▼▼▼

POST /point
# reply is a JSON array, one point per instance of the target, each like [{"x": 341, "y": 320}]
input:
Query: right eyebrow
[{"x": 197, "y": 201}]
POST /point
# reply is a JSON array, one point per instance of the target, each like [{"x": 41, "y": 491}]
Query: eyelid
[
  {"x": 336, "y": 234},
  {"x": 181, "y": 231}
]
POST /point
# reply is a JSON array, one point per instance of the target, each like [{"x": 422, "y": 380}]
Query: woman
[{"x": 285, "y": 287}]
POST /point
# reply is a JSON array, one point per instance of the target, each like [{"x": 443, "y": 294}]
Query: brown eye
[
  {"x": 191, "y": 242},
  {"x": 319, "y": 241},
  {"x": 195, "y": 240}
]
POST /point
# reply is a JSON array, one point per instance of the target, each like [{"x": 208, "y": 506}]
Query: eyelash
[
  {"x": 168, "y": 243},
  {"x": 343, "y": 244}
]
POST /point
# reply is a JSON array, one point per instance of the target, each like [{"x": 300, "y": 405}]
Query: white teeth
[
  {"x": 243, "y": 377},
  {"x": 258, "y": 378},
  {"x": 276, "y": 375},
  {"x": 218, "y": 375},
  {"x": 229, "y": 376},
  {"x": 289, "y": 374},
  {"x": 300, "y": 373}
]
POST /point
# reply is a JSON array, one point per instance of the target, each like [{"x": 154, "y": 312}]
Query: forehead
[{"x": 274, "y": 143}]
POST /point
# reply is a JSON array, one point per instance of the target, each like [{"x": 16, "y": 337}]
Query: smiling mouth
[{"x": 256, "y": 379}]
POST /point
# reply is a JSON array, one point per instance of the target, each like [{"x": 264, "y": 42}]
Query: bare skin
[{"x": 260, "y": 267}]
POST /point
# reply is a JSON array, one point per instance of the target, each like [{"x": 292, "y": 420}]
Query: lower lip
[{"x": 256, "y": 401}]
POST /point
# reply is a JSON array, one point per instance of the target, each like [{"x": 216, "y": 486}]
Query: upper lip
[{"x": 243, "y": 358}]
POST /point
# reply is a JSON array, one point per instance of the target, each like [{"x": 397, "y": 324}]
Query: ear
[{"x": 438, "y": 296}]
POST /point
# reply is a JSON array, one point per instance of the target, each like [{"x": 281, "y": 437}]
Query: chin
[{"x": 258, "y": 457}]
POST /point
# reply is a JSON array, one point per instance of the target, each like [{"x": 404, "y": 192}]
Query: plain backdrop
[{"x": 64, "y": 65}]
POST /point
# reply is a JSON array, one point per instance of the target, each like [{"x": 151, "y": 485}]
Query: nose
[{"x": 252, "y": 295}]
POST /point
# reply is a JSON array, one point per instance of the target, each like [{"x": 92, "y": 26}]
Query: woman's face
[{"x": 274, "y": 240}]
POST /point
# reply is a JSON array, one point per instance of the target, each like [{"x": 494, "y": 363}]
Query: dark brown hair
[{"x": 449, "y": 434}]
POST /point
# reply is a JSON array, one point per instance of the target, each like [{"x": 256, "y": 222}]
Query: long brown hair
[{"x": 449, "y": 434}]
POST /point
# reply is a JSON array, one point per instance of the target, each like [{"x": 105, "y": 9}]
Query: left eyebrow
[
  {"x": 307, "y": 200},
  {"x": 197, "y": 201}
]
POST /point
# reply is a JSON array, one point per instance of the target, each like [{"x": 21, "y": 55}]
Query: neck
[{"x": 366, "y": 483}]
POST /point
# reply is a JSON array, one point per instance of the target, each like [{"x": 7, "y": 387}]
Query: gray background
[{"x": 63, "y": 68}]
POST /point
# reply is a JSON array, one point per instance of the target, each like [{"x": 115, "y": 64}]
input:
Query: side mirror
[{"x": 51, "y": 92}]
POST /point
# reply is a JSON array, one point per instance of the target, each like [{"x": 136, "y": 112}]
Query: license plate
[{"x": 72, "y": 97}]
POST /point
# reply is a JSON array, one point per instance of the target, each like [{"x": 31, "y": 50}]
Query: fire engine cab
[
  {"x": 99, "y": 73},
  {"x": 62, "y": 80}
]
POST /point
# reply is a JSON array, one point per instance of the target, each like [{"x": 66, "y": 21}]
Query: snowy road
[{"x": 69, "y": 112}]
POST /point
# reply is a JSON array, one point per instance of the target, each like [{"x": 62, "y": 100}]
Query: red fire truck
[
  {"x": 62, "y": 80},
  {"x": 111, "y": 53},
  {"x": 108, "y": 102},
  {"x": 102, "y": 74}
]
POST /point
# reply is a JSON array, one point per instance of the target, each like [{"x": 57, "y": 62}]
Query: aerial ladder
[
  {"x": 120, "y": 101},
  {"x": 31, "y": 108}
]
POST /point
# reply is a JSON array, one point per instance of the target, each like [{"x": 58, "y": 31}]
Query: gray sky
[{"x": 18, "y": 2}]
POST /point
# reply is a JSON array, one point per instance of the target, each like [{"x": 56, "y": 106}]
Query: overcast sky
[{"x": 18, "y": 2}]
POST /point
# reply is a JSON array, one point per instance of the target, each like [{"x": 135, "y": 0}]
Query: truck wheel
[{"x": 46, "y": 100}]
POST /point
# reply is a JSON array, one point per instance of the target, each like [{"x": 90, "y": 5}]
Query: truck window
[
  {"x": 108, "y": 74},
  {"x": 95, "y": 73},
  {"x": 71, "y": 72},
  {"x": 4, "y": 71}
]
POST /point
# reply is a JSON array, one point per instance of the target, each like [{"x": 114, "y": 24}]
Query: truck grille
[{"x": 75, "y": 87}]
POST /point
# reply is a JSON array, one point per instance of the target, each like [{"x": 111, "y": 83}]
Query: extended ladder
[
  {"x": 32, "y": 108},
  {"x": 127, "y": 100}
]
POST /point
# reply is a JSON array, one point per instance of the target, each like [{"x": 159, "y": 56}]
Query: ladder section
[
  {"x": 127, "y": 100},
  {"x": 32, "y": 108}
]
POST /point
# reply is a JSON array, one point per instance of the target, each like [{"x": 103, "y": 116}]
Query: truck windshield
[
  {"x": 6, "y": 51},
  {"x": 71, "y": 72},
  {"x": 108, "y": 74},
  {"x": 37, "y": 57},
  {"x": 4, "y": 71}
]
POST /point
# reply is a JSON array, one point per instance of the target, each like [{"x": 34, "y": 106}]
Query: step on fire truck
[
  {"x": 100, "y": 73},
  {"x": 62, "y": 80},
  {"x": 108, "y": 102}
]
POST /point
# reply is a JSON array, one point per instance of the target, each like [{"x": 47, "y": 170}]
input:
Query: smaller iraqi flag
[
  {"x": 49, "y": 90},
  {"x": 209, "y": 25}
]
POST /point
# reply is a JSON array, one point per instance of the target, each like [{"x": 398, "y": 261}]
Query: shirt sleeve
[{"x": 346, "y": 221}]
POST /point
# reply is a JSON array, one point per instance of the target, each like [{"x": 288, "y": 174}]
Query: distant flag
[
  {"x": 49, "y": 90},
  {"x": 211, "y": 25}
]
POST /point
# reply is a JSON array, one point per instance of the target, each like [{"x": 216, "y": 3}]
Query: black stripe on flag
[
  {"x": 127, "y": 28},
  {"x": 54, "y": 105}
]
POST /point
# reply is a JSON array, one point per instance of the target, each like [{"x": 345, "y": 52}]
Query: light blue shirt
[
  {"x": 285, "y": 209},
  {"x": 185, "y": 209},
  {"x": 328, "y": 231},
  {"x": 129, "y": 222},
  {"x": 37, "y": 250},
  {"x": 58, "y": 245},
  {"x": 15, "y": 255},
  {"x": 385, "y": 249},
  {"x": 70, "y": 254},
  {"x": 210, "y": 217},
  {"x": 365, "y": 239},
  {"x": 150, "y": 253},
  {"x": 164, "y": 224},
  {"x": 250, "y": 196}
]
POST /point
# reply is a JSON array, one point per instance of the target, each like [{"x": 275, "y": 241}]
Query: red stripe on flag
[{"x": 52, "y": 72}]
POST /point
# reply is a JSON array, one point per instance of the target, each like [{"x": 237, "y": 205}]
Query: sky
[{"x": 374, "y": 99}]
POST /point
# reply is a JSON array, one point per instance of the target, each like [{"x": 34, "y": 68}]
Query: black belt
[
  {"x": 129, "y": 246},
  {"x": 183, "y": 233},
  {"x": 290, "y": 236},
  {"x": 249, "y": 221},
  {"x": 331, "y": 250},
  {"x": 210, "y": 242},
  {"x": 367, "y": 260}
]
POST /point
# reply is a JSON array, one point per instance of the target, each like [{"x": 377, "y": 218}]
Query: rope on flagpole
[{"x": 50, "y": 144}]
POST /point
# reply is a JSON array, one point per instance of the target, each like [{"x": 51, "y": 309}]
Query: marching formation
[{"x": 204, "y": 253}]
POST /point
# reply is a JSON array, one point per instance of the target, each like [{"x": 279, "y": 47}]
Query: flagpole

▲▲▲

Pick out every line of the records that contains the word "shirt" and copy each one.

Query: shirt sleeve
Query: light blue shirt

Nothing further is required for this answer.